| EXERCISE DIRECTIONS |
First find the line containing "the yellow umbrella" in the data, then set it down exactly along with every line after it, through the last.

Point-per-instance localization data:
↓
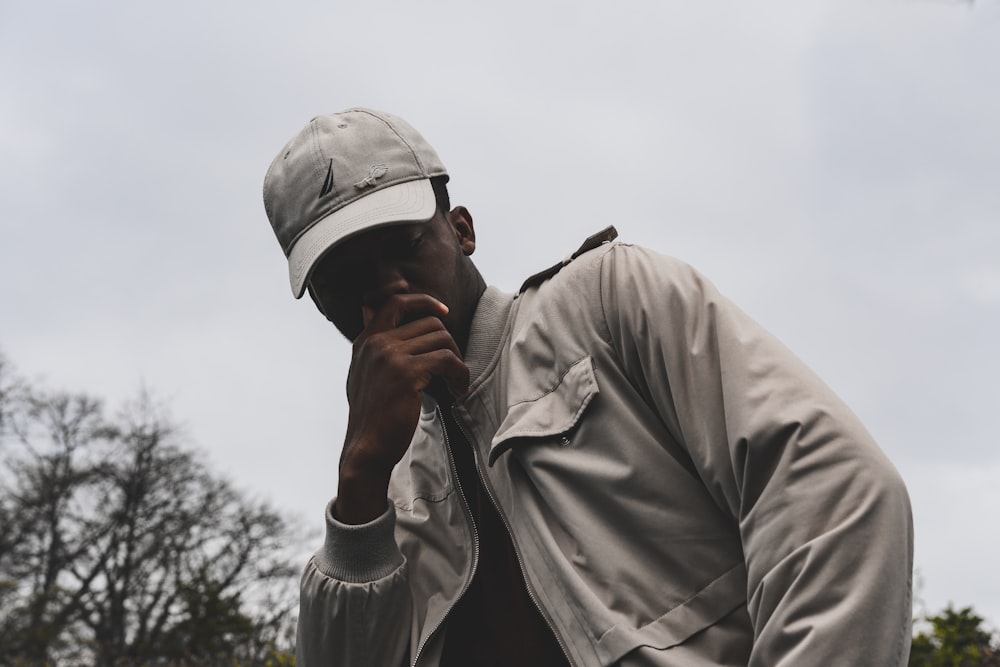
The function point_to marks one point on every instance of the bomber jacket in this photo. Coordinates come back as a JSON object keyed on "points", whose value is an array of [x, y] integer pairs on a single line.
{"points": [[680, 490]]}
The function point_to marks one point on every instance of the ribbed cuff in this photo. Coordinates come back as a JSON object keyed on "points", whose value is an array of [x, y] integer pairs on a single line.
{"points": [[359, 554]]}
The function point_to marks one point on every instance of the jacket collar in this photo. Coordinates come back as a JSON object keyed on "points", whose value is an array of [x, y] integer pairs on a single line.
{"points": [[488, 325]]}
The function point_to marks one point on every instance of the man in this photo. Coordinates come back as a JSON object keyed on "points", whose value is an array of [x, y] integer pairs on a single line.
{"points": [[615, 466]]}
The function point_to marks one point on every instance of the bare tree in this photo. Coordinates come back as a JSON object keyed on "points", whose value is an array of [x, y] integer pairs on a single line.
{"points": [[120, 546]]}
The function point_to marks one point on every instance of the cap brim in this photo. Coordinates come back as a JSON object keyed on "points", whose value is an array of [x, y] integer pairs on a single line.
{"points": [[410, 201]]}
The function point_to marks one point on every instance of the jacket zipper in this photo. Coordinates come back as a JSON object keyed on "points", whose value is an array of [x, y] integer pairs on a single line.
{"points": [[510, 534], [475, 538]]}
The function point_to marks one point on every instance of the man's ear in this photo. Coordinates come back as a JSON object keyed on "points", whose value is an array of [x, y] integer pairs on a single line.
{"points": [[465, 231]]}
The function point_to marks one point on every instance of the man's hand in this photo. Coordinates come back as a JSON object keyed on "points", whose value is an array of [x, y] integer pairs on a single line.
{"points": [[402, 349]]}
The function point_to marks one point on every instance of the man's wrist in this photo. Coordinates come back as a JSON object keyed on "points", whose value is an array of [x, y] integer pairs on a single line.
{"points": [[361, 497]]}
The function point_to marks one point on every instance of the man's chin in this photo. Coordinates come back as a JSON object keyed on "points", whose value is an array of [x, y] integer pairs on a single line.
{"points": [[438, 390]]}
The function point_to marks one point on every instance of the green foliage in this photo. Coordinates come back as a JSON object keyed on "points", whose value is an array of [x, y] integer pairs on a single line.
{"points": [[955, 639]]}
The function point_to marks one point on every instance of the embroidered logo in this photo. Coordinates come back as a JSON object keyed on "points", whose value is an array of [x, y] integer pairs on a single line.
{"points": [[328, 183], [376, 172]]}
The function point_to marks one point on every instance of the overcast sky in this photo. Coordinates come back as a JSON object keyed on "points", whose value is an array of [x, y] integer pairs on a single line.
{"points": [[834, 167]]}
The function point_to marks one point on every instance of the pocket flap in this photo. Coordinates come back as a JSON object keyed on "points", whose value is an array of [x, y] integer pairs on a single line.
{"points": [[553, 413]]}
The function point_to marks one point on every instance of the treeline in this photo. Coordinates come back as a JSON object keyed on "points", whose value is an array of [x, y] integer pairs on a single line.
{"points": [[119, 546]]}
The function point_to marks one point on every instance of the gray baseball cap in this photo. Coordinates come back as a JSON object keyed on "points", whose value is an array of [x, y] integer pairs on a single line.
{"points": [[345, 173]]}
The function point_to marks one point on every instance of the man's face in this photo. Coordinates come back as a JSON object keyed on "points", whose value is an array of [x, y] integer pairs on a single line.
{"points": [[354, 279]]}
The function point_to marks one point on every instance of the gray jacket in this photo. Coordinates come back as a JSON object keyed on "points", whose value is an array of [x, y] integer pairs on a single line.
{"points": [[680, 490]]}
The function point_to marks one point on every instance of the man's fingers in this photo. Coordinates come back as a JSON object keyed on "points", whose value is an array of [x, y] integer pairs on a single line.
{"points": [[446, 365], [400, 308]]}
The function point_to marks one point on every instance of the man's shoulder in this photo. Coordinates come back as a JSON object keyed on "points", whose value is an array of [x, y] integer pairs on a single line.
{"points": [[603, 238]]}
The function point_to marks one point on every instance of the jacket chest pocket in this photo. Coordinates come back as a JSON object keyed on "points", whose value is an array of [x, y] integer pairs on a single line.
{"points": [[552, 414]]}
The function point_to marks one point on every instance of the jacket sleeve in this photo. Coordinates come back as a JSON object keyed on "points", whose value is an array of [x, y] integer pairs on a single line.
{"points": [[354, 605], [823, 516]]}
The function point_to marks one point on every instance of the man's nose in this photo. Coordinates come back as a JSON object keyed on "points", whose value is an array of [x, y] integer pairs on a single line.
{"points": [[385, 281]]}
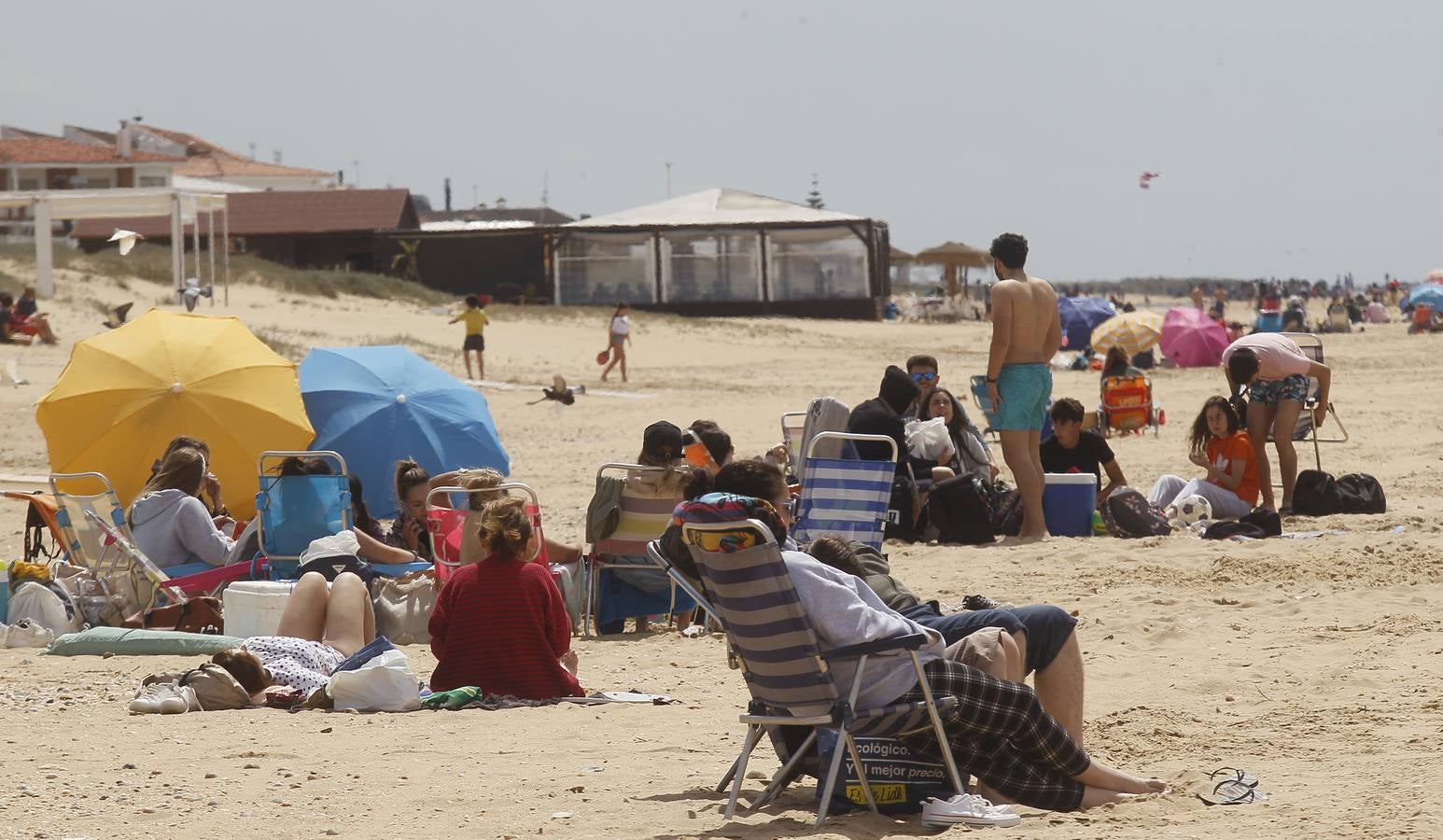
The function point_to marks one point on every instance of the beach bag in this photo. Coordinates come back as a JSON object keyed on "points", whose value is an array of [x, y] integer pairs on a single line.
{"points": [[1006, 511], [403, 607], [198, 615], [383, 683], [1316, 494], [1128, 514], [901, 510], [901, 779], [45, 605], [1361, 494], [961, 511]]}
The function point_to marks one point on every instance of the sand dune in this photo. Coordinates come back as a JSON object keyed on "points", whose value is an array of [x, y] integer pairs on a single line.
{"points": [[1313, 663]]}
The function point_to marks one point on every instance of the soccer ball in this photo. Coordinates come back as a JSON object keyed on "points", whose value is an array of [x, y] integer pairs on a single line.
{"points": [[1188, 511]]}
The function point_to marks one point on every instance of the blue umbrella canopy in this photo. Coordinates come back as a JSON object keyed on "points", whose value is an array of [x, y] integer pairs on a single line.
{"points": [[378, 404], [1080, 317]]}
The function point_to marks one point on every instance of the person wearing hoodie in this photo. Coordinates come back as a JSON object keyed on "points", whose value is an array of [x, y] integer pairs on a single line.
{"points": [[169, 522], [882, 414]]}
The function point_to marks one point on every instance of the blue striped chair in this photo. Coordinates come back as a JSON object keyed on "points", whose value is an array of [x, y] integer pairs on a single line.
{"points": [[845, 497], [785, 668]]}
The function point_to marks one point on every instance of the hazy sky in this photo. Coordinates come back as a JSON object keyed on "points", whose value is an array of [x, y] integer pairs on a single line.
{"points": [[1293, 137]]}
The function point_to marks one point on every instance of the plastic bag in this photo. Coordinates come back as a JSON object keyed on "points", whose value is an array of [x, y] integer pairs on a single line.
{"points": [[928, 439], [385, 683]]}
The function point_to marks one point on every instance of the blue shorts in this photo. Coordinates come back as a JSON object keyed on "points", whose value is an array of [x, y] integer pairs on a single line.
{"points": [[1273, 391], [1046, 626], [1025, 391]]}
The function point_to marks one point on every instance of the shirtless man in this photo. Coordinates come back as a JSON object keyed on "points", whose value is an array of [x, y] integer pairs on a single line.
{"points": [[1026, 333]]}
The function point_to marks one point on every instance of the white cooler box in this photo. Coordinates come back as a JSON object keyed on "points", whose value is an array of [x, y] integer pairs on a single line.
{"points": [[253, 608]]}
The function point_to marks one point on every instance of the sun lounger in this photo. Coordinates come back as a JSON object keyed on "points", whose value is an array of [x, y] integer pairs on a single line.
{"points": [[787, 673]]}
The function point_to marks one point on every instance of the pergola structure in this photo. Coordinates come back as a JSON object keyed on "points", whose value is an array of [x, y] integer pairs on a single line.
{"points": [[184, 206]]}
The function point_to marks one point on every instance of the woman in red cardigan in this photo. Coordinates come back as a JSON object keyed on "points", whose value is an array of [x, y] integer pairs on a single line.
{"points": [[501, 623]]}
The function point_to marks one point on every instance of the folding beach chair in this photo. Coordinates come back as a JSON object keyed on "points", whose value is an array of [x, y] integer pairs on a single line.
{"points": [[787, 671], [642, 518], [1128, 406], [846, 497], [1305, 429], [293, 510]]}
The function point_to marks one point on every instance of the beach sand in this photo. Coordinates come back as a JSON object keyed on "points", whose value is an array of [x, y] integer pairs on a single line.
{"points": [[1316, 665]]}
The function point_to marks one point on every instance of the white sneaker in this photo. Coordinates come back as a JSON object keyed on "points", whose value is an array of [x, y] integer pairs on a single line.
{"points": [[967, 810], [147, 700]]}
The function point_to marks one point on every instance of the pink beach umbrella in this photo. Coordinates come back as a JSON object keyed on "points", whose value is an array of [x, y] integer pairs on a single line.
{"points": [[1192, 340]]}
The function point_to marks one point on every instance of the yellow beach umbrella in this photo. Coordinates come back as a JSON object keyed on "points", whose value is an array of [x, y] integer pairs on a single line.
{"points": [[126, 393], [1131, 330]]}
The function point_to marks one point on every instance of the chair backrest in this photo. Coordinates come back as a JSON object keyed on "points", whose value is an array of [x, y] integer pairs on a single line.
{"points": [[1128, 401], [846, 497], [454, 530], [748, 583], [642, 515], [983, 399], [792, 425], [84, 541], [295, 510]]}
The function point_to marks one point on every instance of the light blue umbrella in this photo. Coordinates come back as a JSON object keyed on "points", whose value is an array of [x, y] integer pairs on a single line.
{"points": [[378, 404], [1430, 293], [1080, 317]]}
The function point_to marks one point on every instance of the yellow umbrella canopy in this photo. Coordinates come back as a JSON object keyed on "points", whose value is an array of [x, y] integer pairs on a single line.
{"points": [[1131, 330], [126, 393]]}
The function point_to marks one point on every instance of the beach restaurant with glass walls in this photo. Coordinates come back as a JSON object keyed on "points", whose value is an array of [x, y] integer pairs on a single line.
{"points": [[724, 251]]}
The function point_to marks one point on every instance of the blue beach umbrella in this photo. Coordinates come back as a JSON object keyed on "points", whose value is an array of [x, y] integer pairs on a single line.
↑
| SOLUTION FOR THIS TASK |
The function point_to marks one point on every instance of the yellow umbrella canopy in this photo. Coordinates come back as a JSON object keyed on "points", whose value is an array of [x, y] integer pairs on a single line.
{"points": [[1131, 330], [126, 393]]}
The function point_to marks one point on every instance of the beach restaurant with glass walls in this photo. Coordinates come back as a JSON object keyed on "points", whose value is an array of [x, y] integer pairs on a single line.
{"points": [[724, 251]]}
The function point_to marks one point on every instance of the blue beach umbrella in this photo. Coordinates come back as a JSON object keyed on "points", whose value is an array of [x, y] integer pairs on a single line.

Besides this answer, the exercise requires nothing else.